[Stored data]
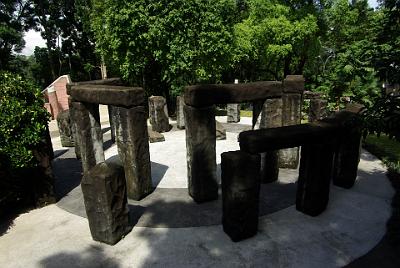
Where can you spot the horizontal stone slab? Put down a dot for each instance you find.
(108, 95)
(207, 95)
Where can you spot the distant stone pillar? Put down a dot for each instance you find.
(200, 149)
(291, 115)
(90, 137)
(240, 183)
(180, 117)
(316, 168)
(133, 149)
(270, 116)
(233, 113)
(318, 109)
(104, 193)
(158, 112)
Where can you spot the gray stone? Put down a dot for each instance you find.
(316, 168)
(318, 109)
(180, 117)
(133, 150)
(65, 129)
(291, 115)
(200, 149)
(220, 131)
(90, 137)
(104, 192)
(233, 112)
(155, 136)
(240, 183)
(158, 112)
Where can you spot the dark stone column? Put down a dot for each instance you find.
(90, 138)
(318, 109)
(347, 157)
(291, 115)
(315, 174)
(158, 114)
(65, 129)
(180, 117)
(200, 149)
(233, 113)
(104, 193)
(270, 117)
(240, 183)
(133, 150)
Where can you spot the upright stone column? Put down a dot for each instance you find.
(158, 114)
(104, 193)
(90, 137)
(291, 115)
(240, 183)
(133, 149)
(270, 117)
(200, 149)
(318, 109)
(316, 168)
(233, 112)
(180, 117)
==
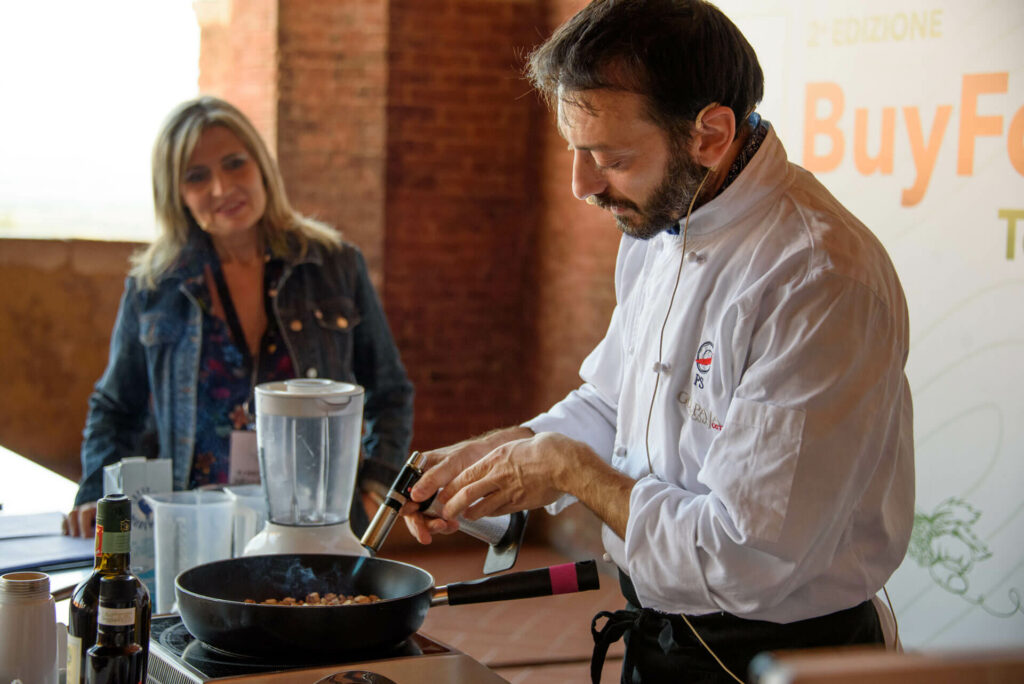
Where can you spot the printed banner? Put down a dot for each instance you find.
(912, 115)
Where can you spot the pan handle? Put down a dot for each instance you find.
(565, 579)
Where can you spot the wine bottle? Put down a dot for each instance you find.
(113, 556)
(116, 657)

### Objective
Pick out each line in the records above that contains the word "column" and copy those lines. Match case exactly.

### Task solution
Where can you spot the dark stone column? Put down a dot for each instance you find.
Where can you spot the upright stone column? Put down a dot for each instance you find.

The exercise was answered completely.